Object detection data:
[start]

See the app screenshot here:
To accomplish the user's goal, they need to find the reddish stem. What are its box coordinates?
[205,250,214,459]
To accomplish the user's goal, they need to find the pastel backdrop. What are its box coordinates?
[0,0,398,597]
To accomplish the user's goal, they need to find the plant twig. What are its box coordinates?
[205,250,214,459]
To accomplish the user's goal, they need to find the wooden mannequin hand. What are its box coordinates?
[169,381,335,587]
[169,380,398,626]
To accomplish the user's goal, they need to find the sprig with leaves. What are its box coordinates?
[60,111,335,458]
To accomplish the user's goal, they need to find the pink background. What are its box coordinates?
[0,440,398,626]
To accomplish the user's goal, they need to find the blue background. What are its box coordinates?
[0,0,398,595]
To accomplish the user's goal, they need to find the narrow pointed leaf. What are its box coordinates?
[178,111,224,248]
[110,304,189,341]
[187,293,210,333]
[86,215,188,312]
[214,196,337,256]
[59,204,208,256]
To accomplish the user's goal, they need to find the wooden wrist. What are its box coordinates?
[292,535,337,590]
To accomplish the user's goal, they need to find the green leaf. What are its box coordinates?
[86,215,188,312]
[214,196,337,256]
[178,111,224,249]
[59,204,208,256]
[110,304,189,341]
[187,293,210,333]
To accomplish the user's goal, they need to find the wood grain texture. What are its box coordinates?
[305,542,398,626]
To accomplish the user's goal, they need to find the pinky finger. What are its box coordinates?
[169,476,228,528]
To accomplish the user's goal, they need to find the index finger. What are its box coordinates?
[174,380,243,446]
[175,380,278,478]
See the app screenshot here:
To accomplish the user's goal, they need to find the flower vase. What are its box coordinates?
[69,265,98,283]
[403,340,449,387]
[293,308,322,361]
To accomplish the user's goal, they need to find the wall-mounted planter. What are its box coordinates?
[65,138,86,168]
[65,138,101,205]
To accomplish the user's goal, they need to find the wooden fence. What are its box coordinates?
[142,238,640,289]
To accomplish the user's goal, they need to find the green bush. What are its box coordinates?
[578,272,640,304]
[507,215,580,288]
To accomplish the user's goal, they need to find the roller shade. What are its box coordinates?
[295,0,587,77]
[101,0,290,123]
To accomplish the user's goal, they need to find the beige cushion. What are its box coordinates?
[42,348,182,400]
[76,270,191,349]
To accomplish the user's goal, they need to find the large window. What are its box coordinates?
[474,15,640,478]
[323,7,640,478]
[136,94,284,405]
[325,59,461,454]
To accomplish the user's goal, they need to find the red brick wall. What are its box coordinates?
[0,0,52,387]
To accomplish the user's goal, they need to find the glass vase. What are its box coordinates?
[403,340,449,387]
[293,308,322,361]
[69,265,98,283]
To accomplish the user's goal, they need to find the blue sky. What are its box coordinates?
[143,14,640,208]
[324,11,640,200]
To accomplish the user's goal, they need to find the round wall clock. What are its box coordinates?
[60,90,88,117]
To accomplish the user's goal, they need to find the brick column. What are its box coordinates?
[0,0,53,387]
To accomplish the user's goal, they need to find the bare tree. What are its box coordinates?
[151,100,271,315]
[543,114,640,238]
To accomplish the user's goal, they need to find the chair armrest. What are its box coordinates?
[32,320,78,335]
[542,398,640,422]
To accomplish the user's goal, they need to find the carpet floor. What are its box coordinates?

[end]

- [Aim of the exercise]: Type out the material again exactly as presented.

- [Written reply]:
See the app screenshot here:
To accomplish the user's goal, they need to find the reddish stem. What are its box coordinates?
[205,250,214,459]
To accomplish the user's goal, they need to find the pastel backdrop. What are its box coordinates?
[0,0,398,597]
To accomplish the user's goal, they need to find the plant twig. What are its box coordinates?
[205,250,214,459]
To accomplish the user's goal, they need to find the wooden mannequin hand. What are its box coordinates?
[169,381,335,587]
[169,380,398,626]
To accomplish the user's goal, they need to find the sprig with leaves. What are its box coordinates?
[60,111,335,458]
To accomplish the user's goal, they need to find the pink background. What are its box coordinates?
[0,440,398,626]
To accomplish the user's goal, they need to find the blue background. What are its box coordinates?
[0,0,398,595]
To accomplish the user's goal, they need to find the narrow pointed leaf. What are its box coordinates?
[178,111,224,248]
[110,304,189,341]
[187,293,210,333]
[86,215,188,312]
[214,196,337,256]
[59,204,208,256]
To accomplish the user's goal, they need to find the wooden wrist. What are its box coordinates?
[292,535,337,590]
To accomplish the user's goal, they need to find the green leaf. What are its box coordinates?
[86,215,188,312]
[214,196,337,256]
[178,111,224,249]
[59,204,208,256]
[110,304,189,341]
[187,293,210,333]
To accomplish the user's goal, they need to find the wood grain texture. What are its box coordinates?
[305,542,398,626]
To accomplish the user's goal, they need to find the pinky finger. What are its box coordinates?
[169,476,228,528]
To accomplish the user's goal, they need to find the index finger. What are its box coordinates?
[174,380,243,446]
[175,380,278,478]
See the app screenshot here:
To accomplish the user's goal, they need to find the flower vase. What are its box coordinates?
[69,265,98,283]
[403,340,449,387]
[293,308,322,361]
To accomplish the user's goal, they need to find the wall-mounted planter. What are its box coordinates?
[65,138,86,168]
[65,138,101,205]
To accomplish the user's goal, they need to find the wooden fence. What are its box coordinates?
[142,238,640,289]
To accomplish the user's goal, they need to find the green bush. What are its box coordinates?
[578,272,640,304]
[507,215,580,288]
To accomplish the user's goal, they need to find the roller shade. What are its box coordinates?
[295,0,587,77]
[101,0,290,123]
To accomplish the user's goal, they need to find the beige cushion. What are its box coordinates?
[42,348,182,400]
[76,270,191,349]
To accomplish the user's goal, they need to find the large window. What are its box coordinates?
[474,15,640,478]
[323,7,640,478]
[136,94,284,405]
[325,59,461,454]
To accomplish the user's goal, they need to find the red brick wall. What are its box coordinates?
[0,0,52,387]
To accomplish the user's goal, they need to find the glass vase. What are its box coordinates?
[403,340,449,387]
[293,308,322,361]
[69,265,98,283]
To accomplish the user's goal, they need to find the blue sky. What are its box coordinates?
[143,14,640,208]
[324,11,640,200]
To accomplish the user's goal, they need to find the round wall clock. What are its box coordinates?
[60,90,88,117]
To accomplish the user's goal, they need to find the brick column. What are its box coordinates?
[0,0,53,387]
To accomplish the user's goal, they need to find the bare tree. What are its box coordinates?
[151,100,271,315]
[543,114,640,238]
To accomplish the user's goal, they need to find the chair armrest. What are its box coordinates?
[32,320,78,335]
[542,398,640,422]
To accomplish the user's goal, they need to find the carpet floor. What are its box coordinates?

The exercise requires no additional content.